**Fragmento citado**

Que bueno que uds van a organizar la APEC 2008, eso trae muchos beneficios, y ojalá que para esa fecha, ya tengan su edificio de 40 pisos, el metro y transLima.

Saludos


----------



## Filter (Apr 9, 2005)

Que chevere noticia kay: la vi tambien en el periodico y me alegro mucho, lo que quisiera saber es cual torre van a construir? esa del render o las dos de color negro que se asemejan al Chocavento?


----------



## lucho (Feb 25, 2005)

muy buena noticia,que chevere ojala se concrete!!!!


----------



## Filter (Apr 9, 2005)

Nadie esta registrado como usuario del diario gestion?, pucha que de hecho hay mucha mas informacion pero no se puede ver....


----------



## Pisco_Perú (Jul 18, 2005)

ya es una buena noticia, mejor aun cuando sea una realidad!


----------



## J Block (Feb 16, 2004)

Por lo menos yo no estoy registrado...no voy a pagar lo que piden..


----------



## fayo (Nov 8, 2003)

*lean*

El viernes 23 de setiembre el alcalde de San Isidro Jorge Salmón presentó ante un grupo de importantes vecinos (entre ellos Pedro y Mario Brescia, Ismael Benavides, Juan Xavier Roca, y el Premier PPK) tres proyectos que podrían dar más fuerza al negocio inmobiliario en esa comuna, con inversiones que alcanzarían los US$150 millones en los próximos cuatro años. 


El primero de ellos, del Grupo Brescia, consiste en construir en los terrenos de los hermanos Pedro y Mario Brescia, y Rosita Fort (sobre el cruce de las avenidas Javier Prado y Begonias) una torre de 40 pisos para un hotel de lujo y un centro de convenciones capaz de albergar hasta 2.500 personas. Su mira: aprovechar que en el 2008 Lima será sede de la reunión de los gobernantes de la Unión Europea y América Latina, y de la APEC. La inversión: se estima en US$60 millones.


El segundo eje de proyectos se ubicaría en Camino Real, donde Inversiones Centenario ya tendría luz verde para construir su proyecto de oficinas en los ex predios del Colegio Maristas. Mientras tanto, el Swissotel prepararía una ampliación. Las inversiones superarían los US$25 millones.


El tercer proyecto sería utilizar el malecón de San Isidro, una zona de 11 Ha, para un gran proyecto residencial, pues ha quedado libre tras la concesión del servicio de tratamiento de basura.










sera en esta zona el rascacielo.


----------



## Limeño (Jul 26, 2005)

**Filas de datos**
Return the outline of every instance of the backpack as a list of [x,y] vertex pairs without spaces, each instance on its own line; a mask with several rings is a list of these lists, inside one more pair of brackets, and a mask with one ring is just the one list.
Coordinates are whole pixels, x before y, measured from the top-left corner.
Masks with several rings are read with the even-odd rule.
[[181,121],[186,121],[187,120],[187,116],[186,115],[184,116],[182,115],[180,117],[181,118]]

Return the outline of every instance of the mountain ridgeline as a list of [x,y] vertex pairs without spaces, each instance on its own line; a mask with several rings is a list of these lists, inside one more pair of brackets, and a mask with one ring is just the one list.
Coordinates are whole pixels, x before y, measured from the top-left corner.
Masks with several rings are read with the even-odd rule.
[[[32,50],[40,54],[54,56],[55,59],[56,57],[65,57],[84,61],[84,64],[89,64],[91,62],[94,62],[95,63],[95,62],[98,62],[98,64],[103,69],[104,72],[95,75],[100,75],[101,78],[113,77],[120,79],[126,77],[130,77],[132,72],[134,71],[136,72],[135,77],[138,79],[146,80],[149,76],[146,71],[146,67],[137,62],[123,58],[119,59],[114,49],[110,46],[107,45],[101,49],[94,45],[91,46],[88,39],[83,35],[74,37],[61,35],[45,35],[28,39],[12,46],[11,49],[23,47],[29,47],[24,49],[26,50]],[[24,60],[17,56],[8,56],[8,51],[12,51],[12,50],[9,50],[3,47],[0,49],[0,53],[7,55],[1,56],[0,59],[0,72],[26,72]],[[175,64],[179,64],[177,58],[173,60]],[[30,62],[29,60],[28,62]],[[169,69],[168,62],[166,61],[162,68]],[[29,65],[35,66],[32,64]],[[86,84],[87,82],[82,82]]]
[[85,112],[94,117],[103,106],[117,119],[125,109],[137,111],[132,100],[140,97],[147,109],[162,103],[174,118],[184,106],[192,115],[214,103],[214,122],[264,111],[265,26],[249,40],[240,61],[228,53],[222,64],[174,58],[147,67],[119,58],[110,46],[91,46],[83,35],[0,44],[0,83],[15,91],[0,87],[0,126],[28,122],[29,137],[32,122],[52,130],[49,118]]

**Requisito A**
Según el fragmento citado, ¿en qué cruce de avenidas están los terrenos donde el Grupo Brescia levantaría la torre de 40 pisos?
**Requisito B**
Pasa a una tabla Markdown, con las columnas n y Línea, la parte del listado que abre con la línea que contiene "Return the outline of every instance of the mountain" y cierra al final del listado, ambas incluidas. Omite las líneas en blanco.

**Solución completa A**
En el cruce de las avenidas Javier Prado y Begonias.

**Solución completa B**
| n | Línea |
|---|---|
| 1 | Return the outline of every instance of the mountain ridgeline as a list of [x,y] vertex pairs without spaces, each instance on its own line; a mask with several rings is a list of these lists, inside one more pair of brackets, and a mask with one ring is just the one list. |
| 2 | Coordinates are whole pixels, x before y, measured from the top-left corner. |
| 3 | Masks with several rings are read with the even-odd rule. |
| 4 | [[[32,50],[40,54],[54,56],[55,59],[56,57],[65,57],[84,61],[84,64],[89,64],[91,62],[94,62],[95,63],[95,62],[98,62],[98,64],[103,69],[104,72],[95,75],[100,75],[101,78],[113,77],[120,79],[126,77],[130,77],[132,72],[134,71],[136,72],[135,77],[138,79],[146,80],[149,76],[146,71],[146,67],[137,62],[123,58],[119,59],[114,49],[110,46],[107,45],[101,49],[94,45],[91,46],[88,39],[83,35],[74,37],[61,35],[45,35],[28,39],[12,46],[11,49],[23,47],[29,47],[24,49],[26,50]],[[24,60],[17,56],[8,56],[8,51],[12,51],[12,50],[9,50],[3,47],[0,49],[0,53],[7,55],[1,56],[0,59],[0,72],[26,72]],[[175,64],[179,64],[177,58],[173,60]],[[30,62],[29,60],[28,62]],[[169,69],[168,62],[166,61],[162,68]],[[29,65],[35,66],[32,64]],[[86,84],[87,82],[82,82]]] |
| 5 | [[85,112],[94,117],[103,106],[117,119],[125,109],[137,111],[132,100],[140,97],[147,109],[162,103],[174,118],[184,106],[192,115],[214,103],[214,122],[264,111],[265,26],[249,40],[240,61],[228,53],[222,64],[174,58],[147,67],[119,58],[110,46],[91,46],[83,35],[0,44],[0,83],[15,91],[0,87],[0,126],[28,122],[29,137],[32,122],[52,130],[49,118]] |